- _Task brief_:
Word for word, please restate the line containing "Spot the side" and all the lines that follow it to the end of the data.

(Point localization data)
^^^^

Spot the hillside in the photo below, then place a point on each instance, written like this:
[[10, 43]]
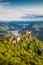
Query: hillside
[[24, 52], [36, 28]]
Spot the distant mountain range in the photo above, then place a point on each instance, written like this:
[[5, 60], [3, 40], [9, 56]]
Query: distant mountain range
[[36, 28]]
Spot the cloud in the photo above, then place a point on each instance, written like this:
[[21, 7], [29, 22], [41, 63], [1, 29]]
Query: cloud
[[19, 13], [32, 16]]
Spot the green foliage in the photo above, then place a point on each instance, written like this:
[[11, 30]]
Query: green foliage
[[28, 52]]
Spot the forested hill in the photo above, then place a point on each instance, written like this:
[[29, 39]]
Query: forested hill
[[24, 52]]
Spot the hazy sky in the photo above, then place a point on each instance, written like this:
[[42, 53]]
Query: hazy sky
[[25, 10]]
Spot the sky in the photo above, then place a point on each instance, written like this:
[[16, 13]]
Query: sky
[[21, 10]]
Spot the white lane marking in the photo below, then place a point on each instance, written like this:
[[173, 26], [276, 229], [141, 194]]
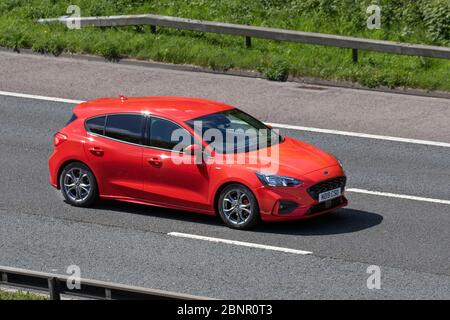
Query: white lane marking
[[277, 125], [361, 135], [36, 97], [238, 243], [400, 196]]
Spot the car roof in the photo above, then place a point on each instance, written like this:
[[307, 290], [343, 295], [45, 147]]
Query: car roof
[[175, 108]]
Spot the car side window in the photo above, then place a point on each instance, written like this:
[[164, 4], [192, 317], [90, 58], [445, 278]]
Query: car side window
[[125, 127], [165, 134], [96, 125]]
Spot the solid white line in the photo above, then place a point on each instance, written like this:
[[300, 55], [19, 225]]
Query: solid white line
[[361, 135], [32, 96], [394, 195], [277, 125], [238, 243]]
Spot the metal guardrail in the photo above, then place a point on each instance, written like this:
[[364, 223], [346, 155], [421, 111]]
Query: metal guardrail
[[260, 32], [56, 285]]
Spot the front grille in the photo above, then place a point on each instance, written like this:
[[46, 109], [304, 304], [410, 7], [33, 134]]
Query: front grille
[[327, 185], [327, 205]]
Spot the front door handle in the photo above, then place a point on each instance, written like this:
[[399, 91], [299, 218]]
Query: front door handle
[[155, 161], [96, 151]]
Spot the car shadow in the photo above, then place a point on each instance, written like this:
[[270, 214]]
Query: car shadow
[[344, 220]]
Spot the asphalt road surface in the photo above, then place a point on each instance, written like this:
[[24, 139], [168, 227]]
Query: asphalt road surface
[[408, 239]]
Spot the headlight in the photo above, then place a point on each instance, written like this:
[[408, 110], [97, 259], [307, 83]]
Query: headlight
[[273, 180]]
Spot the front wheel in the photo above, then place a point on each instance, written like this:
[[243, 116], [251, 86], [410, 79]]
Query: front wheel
[[238, 208], [78, 185]]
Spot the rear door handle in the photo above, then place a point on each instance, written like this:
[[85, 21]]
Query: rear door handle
[[96, 151], [156, 161]]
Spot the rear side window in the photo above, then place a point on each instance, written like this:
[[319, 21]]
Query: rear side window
[[96, 125], [72, 119], [165, 134], [125, 127]]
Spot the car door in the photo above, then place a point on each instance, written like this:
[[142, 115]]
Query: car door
[[166, 180], [114, 150]]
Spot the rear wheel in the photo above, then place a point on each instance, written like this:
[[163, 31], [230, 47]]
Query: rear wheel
[[78, 185], [238, 207]]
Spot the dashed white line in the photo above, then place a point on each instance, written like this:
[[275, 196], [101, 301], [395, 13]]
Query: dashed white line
[[400, 196], [238, 243], [361, 135], [37, 97]]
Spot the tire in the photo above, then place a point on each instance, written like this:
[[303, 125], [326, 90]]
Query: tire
[[78, 185], [245, 214]]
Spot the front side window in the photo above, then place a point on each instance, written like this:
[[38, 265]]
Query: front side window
[[165, 134], [125, 127], [234, 131]]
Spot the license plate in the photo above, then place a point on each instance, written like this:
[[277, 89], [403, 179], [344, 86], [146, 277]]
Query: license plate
[[324, 196]]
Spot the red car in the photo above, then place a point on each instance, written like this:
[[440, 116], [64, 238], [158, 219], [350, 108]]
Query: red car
[[195, 155]]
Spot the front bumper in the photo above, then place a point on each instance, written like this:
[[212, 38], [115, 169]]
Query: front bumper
[[292, 203]]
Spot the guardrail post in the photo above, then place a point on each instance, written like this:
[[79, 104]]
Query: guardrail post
[[248, 42], [355, 55], [53, 288], [108, 295]]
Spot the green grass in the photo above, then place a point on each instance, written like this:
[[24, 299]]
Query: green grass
[[20, 296], [422, 21]]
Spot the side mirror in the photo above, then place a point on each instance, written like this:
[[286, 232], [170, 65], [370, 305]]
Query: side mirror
[[195, 150]]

^^^^

- _Result below_:
Spot the side mirror in the photo above, then place a point on each instance, written like this:
[[286, 232], [170, 65], [370, 305]]
Query: side mirror
[[195, 150]]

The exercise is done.